● **Exercise task 1**
Summarize the passage on goodwill tax relief in two sentences.
● **Exercise task 2**
Write out the part of the passage on goodwill tax relief from "However, there are" up to and including "time has progressed.".

● **Text block**
An important potential advantage of trading through a limited company (as opposed to a partnership or sole trader) is the availability of tax relief for the amortisation of goodwill under the intangible fixed asset legislation (CTA 2009, Part 8), where certain conditions are satisfied.
The intangible fixed asset rules were originally introduced in Finance Act 2002. Previously, intangible assets fell within the chargeable gains regime. The current provisions broadly take specified intangible assets of companies out of that regime and into the normal trading rules.
The most common form of intangible fixed asset for small and family companies is probably goodwill. For example, the incorporation of a partnership or sole trader provides an opportunity for the company to claim tax relief for the amortisation of goodwill purchased from the unincorporated business. A deduction for the expenditure is normally spread over a period of time, based on either generally accepted accounting principles, or by election on a fixed rate basis (CTA 2009, s 726). The ‘flip side’ is that receipts from the disposal of intangible fixed assets are treated as taxable.
There are rules to deny tax relief in respect of transactions between related parties (CTA 2009, s 882). In the context of business incorporations, the general rule is that if a sole trader or partnership established before 1 April 2002 (when the intangible fixed assets rules were introduced) incorporates the business and sells goodwill to the company, it is not possible for the company to claim tax relief for the cost.
However, there are certain exceptions to this general rule preventing the company from claiming a deduction under the intangible fixed assets provisions upon an acquisition from a related party. One such exception is where the unincorporated business (or any other person) created the asset after 31 March 2002 (CTA 2009, s 882(5)). This exception has become increasingly significant as time has progressed.
Another important exception from the related party prohibition of intangibles relief is where a related sole trader or partnership acquired the goodwill after 31 March 2002 from an unrelated third party (CTA 2009, s 882(1)(b)). A ‘related party’ includes a participator in a close company (s 835(5)(a)). For example, partners in small partnerships will be related if they were already shareholders when the goodwill was acquired, or became shareholders upon the goodwill transfer.

● **Dataset entries**
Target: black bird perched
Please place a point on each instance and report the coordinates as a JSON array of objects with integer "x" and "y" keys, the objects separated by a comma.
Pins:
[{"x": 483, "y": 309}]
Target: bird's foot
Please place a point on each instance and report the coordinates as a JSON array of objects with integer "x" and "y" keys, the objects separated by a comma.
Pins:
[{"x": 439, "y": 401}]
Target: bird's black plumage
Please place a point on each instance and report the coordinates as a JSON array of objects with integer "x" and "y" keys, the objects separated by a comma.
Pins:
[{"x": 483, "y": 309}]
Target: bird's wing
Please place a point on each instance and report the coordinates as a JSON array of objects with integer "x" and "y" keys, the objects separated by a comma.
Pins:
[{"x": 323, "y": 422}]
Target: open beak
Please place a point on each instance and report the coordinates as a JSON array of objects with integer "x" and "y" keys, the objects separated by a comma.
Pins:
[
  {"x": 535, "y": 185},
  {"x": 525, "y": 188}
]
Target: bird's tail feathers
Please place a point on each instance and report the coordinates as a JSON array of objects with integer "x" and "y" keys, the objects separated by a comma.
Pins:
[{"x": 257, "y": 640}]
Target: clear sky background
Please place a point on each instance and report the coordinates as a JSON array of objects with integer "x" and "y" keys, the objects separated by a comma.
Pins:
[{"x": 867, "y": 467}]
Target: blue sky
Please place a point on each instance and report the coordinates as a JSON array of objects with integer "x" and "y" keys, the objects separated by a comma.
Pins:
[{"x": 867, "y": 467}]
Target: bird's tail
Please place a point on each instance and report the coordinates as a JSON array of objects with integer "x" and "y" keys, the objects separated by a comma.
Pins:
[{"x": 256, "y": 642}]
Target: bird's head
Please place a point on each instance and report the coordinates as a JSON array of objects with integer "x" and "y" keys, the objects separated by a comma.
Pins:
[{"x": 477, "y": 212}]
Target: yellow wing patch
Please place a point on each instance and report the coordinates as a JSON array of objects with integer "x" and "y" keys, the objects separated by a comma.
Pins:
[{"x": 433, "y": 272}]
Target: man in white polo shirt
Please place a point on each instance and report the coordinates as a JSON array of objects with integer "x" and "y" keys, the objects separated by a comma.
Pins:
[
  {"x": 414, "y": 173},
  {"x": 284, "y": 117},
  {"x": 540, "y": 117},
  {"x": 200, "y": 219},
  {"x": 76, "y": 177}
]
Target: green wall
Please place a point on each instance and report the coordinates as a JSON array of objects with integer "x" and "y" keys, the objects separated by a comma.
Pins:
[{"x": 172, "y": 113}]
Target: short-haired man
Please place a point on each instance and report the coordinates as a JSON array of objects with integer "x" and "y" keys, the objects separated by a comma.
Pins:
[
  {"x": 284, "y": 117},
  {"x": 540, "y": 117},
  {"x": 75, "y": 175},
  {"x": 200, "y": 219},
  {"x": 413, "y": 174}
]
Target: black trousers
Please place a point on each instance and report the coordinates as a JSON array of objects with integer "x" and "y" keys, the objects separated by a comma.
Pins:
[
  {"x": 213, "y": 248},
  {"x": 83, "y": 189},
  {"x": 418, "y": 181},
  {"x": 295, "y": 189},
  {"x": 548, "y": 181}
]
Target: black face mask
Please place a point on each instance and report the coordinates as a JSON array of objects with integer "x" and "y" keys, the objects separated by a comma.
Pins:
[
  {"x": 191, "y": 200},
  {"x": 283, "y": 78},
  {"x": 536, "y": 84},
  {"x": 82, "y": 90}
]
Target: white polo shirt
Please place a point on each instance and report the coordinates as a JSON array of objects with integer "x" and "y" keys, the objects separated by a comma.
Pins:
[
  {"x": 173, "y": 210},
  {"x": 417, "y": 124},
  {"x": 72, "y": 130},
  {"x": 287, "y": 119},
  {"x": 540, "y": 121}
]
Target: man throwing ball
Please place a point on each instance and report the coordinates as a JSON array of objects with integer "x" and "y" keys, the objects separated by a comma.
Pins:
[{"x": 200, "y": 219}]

● **Task solution 1**
Trading through a limited company can make tax relief available for the amortisation of goodwill under the intangible fixed asset rules, which were introduced in Finance Act 2002 and moved such assets out of the chargeable gains regime and into the normal trading rules. Relief is generally denied when a company acquires goodwill from a related party, such as a sole trader or partnership established before 1 April 2002, but exceptions apply where the asset was created after 31 March 2002 or was acquired after that date from an unrelated third party.

● **Task solution 2**
However, there are certain exceptions to this general rule preventing the company from claiming a deduction under the intangible fixed assets provisions upon an acquisition from a related party. One such exception is where the unincorporated business (or any other person) created the asset after 31 March 2002 (CTA 2009, s 882(5)). This exception has become increasingly significant as time has progressed.